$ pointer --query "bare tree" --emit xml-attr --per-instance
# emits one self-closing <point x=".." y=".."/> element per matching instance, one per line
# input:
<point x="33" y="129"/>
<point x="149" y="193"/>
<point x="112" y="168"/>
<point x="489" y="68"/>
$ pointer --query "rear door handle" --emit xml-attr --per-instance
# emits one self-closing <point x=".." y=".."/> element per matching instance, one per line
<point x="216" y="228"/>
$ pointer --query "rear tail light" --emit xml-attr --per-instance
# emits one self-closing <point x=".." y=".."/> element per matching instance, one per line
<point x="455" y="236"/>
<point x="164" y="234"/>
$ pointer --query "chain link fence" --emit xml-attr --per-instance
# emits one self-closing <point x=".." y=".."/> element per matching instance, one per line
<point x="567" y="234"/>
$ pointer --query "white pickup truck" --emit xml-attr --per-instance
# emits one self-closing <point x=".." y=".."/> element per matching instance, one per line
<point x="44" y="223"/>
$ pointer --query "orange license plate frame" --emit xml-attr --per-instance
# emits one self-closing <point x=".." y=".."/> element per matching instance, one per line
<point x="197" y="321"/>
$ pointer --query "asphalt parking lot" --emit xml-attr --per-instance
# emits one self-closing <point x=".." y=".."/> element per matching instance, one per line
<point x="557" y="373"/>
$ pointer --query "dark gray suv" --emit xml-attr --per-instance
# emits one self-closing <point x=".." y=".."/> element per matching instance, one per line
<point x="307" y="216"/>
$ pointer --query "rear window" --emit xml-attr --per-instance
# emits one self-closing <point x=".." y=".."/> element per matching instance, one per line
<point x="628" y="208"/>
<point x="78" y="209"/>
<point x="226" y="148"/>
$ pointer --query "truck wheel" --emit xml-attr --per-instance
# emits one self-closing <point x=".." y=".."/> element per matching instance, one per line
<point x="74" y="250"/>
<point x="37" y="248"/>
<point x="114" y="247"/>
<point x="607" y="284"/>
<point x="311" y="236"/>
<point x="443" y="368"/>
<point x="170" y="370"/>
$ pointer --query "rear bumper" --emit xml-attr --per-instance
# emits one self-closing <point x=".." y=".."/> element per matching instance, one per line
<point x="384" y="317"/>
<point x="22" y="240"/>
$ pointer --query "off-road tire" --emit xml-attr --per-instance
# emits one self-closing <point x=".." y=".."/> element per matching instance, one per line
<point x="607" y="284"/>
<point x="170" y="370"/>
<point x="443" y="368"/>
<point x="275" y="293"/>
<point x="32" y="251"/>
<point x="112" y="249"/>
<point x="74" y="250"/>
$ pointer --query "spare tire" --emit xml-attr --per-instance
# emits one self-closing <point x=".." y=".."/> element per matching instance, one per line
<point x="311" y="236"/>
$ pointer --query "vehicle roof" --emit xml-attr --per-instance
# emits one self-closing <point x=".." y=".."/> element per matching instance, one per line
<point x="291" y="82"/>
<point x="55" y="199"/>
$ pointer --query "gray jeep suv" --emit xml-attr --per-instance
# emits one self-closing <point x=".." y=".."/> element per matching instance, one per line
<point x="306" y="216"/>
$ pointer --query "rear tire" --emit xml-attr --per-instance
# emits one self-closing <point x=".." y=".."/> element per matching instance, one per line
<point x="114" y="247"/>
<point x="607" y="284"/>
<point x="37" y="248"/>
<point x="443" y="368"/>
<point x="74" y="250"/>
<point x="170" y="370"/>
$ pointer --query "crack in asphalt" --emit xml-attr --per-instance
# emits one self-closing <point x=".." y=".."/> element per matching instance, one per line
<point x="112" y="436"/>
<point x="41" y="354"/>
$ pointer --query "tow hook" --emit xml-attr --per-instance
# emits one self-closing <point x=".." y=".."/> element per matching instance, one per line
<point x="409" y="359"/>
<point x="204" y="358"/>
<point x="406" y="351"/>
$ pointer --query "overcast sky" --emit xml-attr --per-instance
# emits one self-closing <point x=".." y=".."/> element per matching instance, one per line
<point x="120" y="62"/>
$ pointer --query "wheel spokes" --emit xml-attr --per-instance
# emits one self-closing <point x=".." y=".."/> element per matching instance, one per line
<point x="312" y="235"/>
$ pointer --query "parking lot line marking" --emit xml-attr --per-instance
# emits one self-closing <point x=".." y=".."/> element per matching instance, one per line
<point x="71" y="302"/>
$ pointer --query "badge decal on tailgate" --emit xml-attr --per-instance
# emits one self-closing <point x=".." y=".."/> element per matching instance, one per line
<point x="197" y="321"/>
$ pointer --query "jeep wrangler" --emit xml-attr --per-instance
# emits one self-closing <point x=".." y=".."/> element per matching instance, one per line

--

• **Set problem**:
All of the entries need to be reproduced exactly; please write them out.

• **Exercise result**:
$ pointer --query "bare tree" --emit xml-attr --per-instance
# emits one self-closing <point x=".." y=".."/> element per matching instance, one per line
# input:
<point x="33" y="129"/>
<point x="149" y="193"/>
<point x="112" y="168"/>
<point x="489" y="68"/>
$ pointer --query "rear door handle" --emit xml-attr --per-instance
# emits one self-closing <point x=".." y=".."/> element per matching instance, one per line
<point x="216" y="228"/>
$ pointer --query "rear tail light" --emit xml-attr --per-instance
# emits one self-closing <point x=".." y=".."/> element per matching instance, one per line
<point x="455" y="236"/>
<point x="164" y="234"/>
$ pointer --query "chain link fence" --emit xml-attr --per-instance
# emits one self-closing <point x=".." y=".."/> element per matching instance, one per line
<point x="567" y="234"/>
$ pointer --query "white pickup truck" --emit xml-attr --per-instance
# emits one self-closing <point x=".." y=".."/> element per matching instance, one per line
<point x="44" y="223"/>
$ pointer --query "orange license plate frame" --emit xml-attr --per-instance
# emits one self-closing <point x=".." y=".."/> element per matching instance, one per line
<point x="197" y="321"/>
$ pointer --query "asphalt parking lot" --emit xml-attr --per-instance
# emits one self-closing <point x=".." y=".."/> element per matching instance, one per line
<point x="557" y="373"/>
$ pointer --query "dark gray suv" --emit xml-attr --per-instance
# emits one self-closing <point x=".." y=".."/> element per matching instance, one per line
<point x="307" y="216"/>
$ pointer --query "rear window" --emit xml-attr --per-instance
# emits one self-closing <point x=".." y=".."/> element per matching instance, one per line
<point x="628" y="208"/>
<point x="78" y="209"/>
<point x="226" y="148"/>
$ pointer --query "truck wheel" --emit xml-attr --per-instance
# emits one self-closing <point x=".." y=".."/> element per matching instance, one per line
<point x="74" y="250"/>
<point x="37" y="248"/>
<point x="114" y="247"/>
<point x="607" y="284"/>
<point x="311" y="236"/>
<point x="443" y="368"/>
<point x="170" y="370"/>
$ pointer --query "rear bumper" --emit xml-attr --per-instance
# emits one self-closing <point x=".." y=".."/> element per matching instance, one per line
<point x="384" y="317"/>
<point x="22" y="240"/>
$ pointer --query "off-road tire" --emit xml-attr --per-instance
# emits one self-closing <point x=".." y=".."/> element per matching instance, one per line
<point x="607" y="284"/>
<point x="170" y="370"/>
<point x="443" y="368"/>
<point x="275" y="293"/>
<point x="32" y="251"/>
<point x="112" y="249"/>
<point x="74" y="250"/>
$ pointer --query "spare tire" --emit xml-attr --per-instance
# emits one self-closing <point x=".." y=".."/> element per matching instance, one per line
<point x="311" y="236"/>
$ pointer --query "vehicle roof" --emit xml-attr --per-instance
# emits one self-closing <point x=".." y=".."/> element per matching instance, one per line
<point x="291" y="82"/>
<point x="55" y="199"/>
$ pointer --query "gray jeep suv" --emit xml-attr --per-instance
# emits one self-closing <point x=".." y=".."/> element per matching instance, one per line
<point x="306" y="216"/>
$ pointer --query "rear tire" --emit xml-attr --per-instance
# emits one self-closing <point x=".." y=".."/> element per matching instance, one per line
<point x="114" y="247"/>
<point x="607" y="284"/>
<point x="37" y="248"/>
<point x="443" y="368"/>
<point x="74" y="250"/>
<point x="170" y="370"/>
$ pointer --query "crack in asphalt" --emit xml-attr --per-instance
# emits one self-closing <point x=".." y=".."/> element per matching instance, one per line
<point x="112" y="436"/>
<point x="41" y="354"/>
$ pointer --query "tow hook" --emit xml-attr --per-instance
# emits one self-closing <point x=".." y=".."/> element per matching instance, one per line
<point x="409" y="359"/>
<point x="204" y="358"/>
<point x="406" y="351"/>
$ pointer --query "overcast sky" --emit xml-attr --per-instance
# emits one self-closing <point x=".." y=".."/> element per matching instance, one per line
<point x="120" y="62"/>
$ pointer --query "wheel spokes" --emit xml-attr --per-instance
# emits one self-closing <point x=".." y=".."/> element per matching instance, one per line
<point x="312" y="235"/>
$ pointer --query "parking lot line marking" --emit xml-attr --per-instance
# emits one self-closing <point x=".." y=".."/> element per matching instance, one per line
<point x="71" y="302"/>
$ pointer --query "badge decal on tailgate" --emit xml-attr --per-instance
# emits one self-closing <point x=".." y=".."/> element per matching instance, one per line
<point x="197" y="321"/>
$ pointer --query "jeep wrangler" --emit xml-attr --per-instance
# emits one self-closing <point x=".." y=".."/> element per matching instance, one per line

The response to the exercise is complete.